■ **Task objective**:
Drop every picture, then transcribe the remaining data exactly.

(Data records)
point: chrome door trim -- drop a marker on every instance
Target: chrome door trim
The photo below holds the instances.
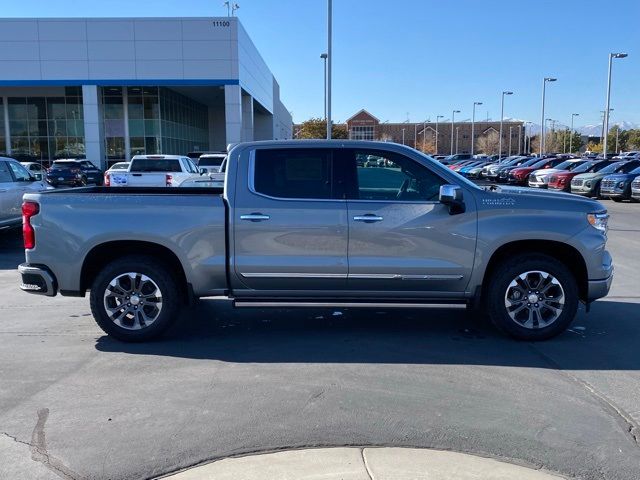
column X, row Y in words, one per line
column 293, row 275
column 397, row 276
column 280, row 304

■ **Response to the exercise**:
point: chrome door trim -- drop a marker on every instance
Target: chrome door trim
The photo below holds the instances.
column X, row Y in words, one per line
column 293, row 275
column 397, row 276
column 280, row 304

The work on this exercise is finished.